— YOUR OBJECTIVE —
Please say how many lines of the entries below contain the word "covered", and leave out everything else.
------------------------------------
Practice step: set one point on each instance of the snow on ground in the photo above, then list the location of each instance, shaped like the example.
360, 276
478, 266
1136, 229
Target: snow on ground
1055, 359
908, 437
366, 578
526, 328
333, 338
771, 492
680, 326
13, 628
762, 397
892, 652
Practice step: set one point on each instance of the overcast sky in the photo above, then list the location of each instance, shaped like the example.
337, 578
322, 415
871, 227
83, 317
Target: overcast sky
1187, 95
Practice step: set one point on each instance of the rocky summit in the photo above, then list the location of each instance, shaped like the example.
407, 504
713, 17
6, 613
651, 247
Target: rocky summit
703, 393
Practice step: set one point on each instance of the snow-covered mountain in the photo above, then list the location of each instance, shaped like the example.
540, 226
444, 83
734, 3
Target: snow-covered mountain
------------------------------------
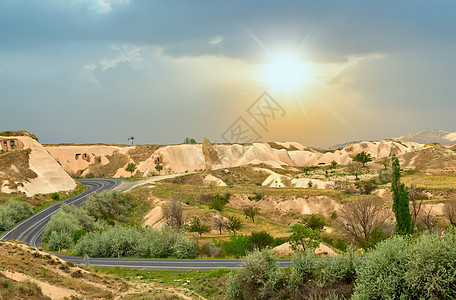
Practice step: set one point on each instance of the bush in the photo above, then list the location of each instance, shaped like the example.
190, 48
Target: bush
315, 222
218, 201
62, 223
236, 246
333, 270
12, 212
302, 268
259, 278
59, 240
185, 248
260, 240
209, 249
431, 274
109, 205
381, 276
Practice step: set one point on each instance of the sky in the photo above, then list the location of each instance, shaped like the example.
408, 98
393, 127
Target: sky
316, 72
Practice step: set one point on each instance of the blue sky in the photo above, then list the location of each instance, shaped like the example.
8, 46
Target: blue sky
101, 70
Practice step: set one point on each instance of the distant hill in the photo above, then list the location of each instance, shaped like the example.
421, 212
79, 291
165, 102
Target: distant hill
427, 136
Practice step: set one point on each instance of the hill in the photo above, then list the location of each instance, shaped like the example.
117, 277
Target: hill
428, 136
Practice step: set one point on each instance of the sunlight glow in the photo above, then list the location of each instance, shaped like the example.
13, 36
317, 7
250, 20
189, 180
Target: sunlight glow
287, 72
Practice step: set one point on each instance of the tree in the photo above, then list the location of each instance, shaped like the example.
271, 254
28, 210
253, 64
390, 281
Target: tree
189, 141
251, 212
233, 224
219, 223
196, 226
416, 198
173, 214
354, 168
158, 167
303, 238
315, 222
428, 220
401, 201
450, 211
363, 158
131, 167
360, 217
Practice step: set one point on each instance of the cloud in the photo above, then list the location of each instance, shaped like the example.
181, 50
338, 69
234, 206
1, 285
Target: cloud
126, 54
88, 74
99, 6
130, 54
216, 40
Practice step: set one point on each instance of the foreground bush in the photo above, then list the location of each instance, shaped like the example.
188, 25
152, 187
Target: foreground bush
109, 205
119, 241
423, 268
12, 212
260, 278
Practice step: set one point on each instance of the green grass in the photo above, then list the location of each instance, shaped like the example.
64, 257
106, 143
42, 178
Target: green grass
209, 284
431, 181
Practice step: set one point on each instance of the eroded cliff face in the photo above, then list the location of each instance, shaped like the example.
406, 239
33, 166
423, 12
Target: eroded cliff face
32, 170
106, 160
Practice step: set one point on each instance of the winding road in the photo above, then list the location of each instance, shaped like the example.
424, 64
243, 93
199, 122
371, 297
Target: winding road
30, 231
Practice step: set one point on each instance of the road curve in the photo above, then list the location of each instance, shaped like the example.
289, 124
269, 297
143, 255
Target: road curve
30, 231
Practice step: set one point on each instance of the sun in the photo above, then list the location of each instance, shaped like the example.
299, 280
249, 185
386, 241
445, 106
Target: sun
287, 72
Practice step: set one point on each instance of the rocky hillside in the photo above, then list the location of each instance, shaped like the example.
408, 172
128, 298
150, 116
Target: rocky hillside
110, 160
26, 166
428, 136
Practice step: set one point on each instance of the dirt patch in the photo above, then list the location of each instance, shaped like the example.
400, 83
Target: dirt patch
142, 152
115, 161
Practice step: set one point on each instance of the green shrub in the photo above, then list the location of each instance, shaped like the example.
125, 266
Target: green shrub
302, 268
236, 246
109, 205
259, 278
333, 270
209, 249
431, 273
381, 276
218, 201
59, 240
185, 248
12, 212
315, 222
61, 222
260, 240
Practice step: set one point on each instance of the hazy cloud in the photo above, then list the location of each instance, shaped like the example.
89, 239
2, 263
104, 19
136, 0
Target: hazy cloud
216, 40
------------------------------------
— RESULT —
2